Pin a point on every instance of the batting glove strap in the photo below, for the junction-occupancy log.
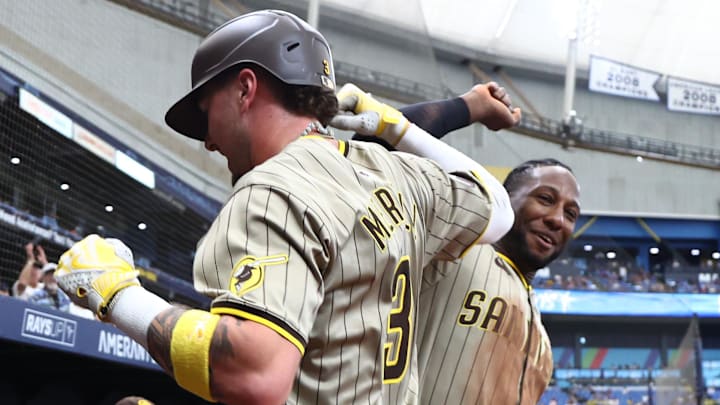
(106, 287)
(371, 116)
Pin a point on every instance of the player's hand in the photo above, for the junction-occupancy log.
(490, 105)
(363, 114)
(94, 270)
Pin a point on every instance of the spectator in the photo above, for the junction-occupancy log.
(49, 294)
(28, 281)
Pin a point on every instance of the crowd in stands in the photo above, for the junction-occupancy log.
(36, 283)
(627, 276)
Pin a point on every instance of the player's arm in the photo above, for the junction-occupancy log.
(25, 278)
(217, 357)
(440, 117)
(374, 118)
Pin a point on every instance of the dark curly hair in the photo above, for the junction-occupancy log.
(515, 178)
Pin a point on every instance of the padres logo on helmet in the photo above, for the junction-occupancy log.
(250, 272)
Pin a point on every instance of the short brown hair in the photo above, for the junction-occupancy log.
(312, 101)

> TASK: Lay out every line of the items above as a JSON list of strings, one string per line, skipping blank lines and leaving out the picture.

> FINAL RESULT:
[
  "Pin a point on every instance of the batting glove strap in the photo below, for the junction-occupancy log.",
  "(106, 287)",
  "(371, 116)",
  "Pin a point on every instance of the player's hand in the photo above, for the junction-occupancy log.",
  "(490, 105)",
  "(363, 114)",
  "(94, 270)",
  "Pin a point on every instance of the spectator in the photo above, for the junction-occupancy log.",
  "(49, 294)",
  "(28, 281)",
  "Pin a point on every instance of the crowd in stands in the photo above, for the junction-occupancy log.",
  "(36, 283)",
  "(627, 276)",
  "Pin a point on every instance of the player's arm in the photo above, for the junction-occupancy log.",
  "(25, 278)",
  "(217, 357)",
  "(440, 117)",
  "(374, 118)",
  "Pin a point on every instance of the dark curly hair in the photo above, for the junction-occupancy log.",
  "(515, 178)",
  "Pin a point on every instance of the padres logo on helmet in the photo above, for the junction-occupancy log.",
  "(250, 272)",
  "Pin a point on every instance of the short brown hair in the photo above, for the junction-occupancy log.",
  "(312, 101)"
]